§ GIVEN EXERCISE: Write out every entry, unchanged. Skip any picture.

▽

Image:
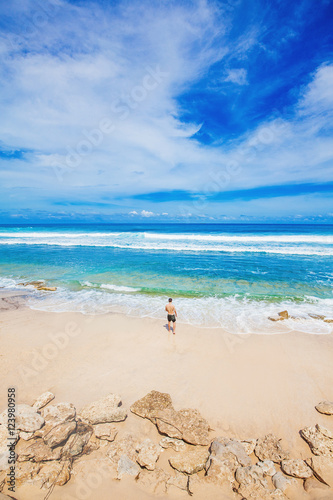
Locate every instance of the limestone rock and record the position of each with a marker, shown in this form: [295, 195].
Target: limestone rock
[104, 410]
[325, 407]
[148, 454]
[269, 448]
[191, 461]
[38, 452]
[126, 466]
[60, 412]
[296, 468]
[154, 481]
[252, 484]
[186, 424]
[55, 473]
[322, 468]
[27, 419]
[249, 445]
[282, 482]
[175, 444]
[149, 405]
[43, 400]
[54, 435]
[77, 442]
[105, 431]
[267, 467]
[319, 443]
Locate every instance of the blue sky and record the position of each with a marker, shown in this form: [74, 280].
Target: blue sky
[187, 110]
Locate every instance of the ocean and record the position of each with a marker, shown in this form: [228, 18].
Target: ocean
[232, 276]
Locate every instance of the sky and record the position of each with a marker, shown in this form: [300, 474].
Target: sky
[166, 111]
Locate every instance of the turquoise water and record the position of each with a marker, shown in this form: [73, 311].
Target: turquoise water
[228, 275]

△

§ SOLVED EXERCISE:
Image:
Locate every instance of the limestone rock and record the position of each with a marker, shown in this form: [295, 195].
Target: limestone rock
[104, 410]
[325, 407]
[148, 454]
[269, 448]
[191, 461]
[38, 452]
[126, 466]
[60, 412]
[296, 468]
[154, 481]
[252, 484]
[186, 424]
[55, 473]
[322, 468]
[27, 419]
[249, 445]
[282, 482]
[175, 444]
[149, 405]
[43, 400]
[54, 435]
[77, 442]
[105, 431]
[267, 467]
[319, 443]
Locate every instance of the blue sky and record the position of each with a marker, shown in this form: [74, 280].
Target: blue sky
[187, 110]
Locate every instance of the ocean and record the position of each with a marker, shown in this form: [228, 18].
Target: ocean
[232, 276]
Locate every instance of the sky and record the position of each with a marker, shown in this form: [300, 474].
Target: sky
[166, 111]
Locate every instance of the turquoise water and record the position of each with a marker, shown in this form: [73, 311].
Target: turquoise water
[228, 275]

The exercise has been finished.